How to complete this task -
Pull out every line in the data that has the string "blue" in it.

### Material provided

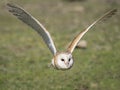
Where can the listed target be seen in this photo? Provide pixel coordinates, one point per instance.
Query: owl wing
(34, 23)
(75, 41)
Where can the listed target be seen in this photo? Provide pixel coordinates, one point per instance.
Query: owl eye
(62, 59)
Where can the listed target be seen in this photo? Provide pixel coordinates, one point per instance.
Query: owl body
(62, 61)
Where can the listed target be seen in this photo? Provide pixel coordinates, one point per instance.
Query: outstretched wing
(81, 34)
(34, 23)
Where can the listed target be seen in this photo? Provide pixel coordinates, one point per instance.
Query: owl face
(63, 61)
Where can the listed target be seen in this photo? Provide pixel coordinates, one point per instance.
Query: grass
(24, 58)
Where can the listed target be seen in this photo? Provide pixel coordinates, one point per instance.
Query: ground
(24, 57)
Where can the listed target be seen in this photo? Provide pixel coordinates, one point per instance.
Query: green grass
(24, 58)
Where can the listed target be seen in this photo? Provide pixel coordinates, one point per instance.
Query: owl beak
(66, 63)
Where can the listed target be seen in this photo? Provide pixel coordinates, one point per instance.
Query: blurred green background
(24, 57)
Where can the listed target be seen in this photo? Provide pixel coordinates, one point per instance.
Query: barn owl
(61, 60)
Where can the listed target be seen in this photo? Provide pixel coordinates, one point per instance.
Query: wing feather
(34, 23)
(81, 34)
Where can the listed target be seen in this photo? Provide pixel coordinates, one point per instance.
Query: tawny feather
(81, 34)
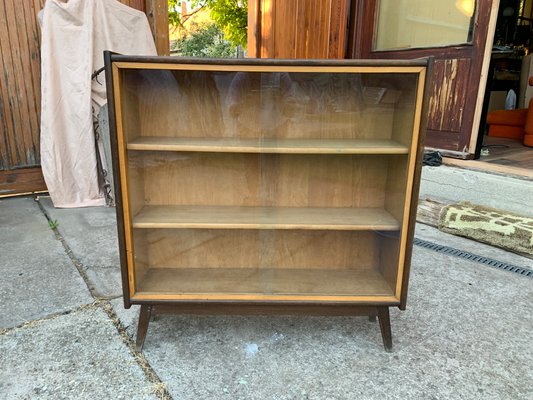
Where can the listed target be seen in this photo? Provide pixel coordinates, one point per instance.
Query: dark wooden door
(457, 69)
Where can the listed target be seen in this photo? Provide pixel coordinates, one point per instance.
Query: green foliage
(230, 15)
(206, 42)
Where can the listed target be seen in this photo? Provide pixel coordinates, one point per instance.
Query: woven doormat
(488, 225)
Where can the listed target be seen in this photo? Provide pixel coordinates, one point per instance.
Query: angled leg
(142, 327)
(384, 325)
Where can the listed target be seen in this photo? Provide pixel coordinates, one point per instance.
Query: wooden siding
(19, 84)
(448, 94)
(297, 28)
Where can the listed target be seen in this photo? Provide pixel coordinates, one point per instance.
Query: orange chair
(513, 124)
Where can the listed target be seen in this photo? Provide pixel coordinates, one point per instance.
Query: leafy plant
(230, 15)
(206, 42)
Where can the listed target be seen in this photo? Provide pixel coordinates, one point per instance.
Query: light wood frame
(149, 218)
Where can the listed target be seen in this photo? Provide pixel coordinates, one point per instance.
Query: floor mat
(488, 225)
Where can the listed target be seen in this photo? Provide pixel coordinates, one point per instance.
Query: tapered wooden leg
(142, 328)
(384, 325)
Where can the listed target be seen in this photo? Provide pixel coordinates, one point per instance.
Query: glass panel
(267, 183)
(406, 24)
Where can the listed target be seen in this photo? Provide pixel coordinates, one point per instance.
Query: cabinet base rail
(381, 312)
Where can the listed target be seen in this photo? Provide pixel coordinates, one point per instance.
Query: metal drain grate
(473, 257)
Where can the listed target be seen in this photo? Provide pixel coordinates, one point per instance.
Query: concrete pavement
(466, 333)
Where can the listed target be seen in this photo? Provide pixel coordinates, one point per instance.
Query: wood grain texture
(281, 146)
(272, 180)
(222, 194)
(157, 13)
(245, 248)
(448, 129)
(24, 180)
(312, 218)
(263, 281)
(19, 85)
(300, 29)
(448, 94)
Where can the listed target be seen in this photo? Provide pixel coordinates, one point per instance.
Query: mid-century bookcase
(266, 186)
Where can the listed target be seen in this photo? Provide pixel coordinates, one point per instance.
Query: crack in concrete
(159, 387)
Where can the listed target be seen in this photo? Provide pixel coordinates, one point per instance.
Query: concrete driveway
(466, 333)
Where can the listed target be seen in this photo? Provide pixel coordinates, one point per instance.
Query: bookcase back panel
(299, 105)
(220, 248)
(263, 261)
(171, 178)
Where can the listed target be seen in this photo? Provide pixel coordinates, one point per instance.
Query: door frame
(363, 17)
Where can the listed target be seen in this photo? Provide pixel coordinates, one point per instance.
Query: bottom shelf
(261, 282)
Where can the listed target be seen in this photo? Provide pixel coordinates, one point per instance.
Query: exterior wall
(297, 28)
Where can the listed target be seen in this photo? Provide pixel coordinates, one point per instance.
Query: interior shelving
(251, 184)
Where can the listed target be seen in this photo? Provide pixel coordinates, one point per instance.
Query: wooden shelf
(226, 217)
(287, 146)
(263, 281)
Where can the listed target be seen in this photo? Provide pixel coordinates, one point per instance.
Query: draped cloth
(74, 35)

######
### Material provided

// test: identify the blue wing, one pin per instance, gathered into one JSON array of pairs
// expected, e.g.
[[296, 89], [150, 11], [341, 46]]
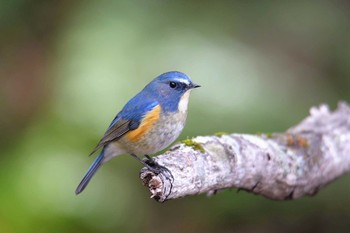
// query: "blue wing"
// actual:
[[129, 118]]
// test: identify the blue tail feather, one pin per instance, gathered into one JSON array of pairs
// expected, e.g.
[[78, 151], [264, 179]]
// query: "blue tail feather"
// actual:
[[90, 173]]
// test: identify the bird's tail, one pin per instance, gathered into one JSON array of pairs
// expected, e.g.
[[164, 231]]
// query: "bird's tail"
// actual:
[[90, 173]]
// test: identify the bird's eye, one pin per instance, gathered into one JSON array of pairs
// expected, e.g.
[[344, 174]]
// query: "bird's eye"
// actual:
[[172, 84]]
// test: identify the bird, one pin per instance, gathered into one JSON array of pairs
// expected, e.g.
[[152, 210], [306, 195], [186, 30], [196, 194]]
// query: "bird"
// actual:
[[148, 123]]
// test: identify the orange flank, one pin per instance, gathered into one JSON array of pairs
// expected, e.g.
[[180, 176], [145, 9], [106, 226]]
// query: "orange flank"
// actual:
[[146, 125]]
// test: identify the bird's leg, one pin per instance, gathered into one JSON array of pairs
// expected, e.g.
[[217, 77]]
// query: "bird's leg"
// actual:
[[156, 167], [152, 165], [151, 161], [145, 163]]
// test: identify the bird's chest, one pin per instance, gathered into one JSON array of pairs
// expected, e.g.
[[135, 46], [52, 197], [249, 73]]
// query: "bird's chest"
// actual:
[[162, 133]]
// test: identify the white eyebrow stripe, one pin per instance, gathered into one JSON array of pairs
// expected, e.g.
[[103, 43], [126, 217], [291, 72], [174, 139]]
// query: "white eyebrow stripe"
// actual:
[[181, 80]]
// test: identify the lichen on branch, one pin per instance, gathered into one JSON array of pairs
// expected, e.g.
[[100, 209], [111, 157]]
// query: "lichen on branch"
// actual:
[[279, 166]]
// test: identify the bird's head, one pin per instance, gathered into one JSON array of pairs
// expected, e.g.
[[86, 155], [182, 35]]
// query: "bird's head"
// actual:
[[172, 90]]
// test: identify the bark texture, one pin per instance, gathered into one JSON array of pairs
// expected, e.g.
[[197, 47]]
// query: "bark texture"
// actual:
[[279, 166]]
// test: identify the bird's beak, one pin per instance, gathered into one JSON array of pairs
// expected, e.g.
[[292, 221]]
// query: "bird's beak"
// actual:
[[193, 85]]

######

Exercise solution -
// test: identify the blue wing, one pin per instance, gathered into one JSON array of pairs
// query: "blue wing"
// test: identify the blue tail feather, one pin per instance, gathered into one JSON array of pairs
// query: "blue tail feather"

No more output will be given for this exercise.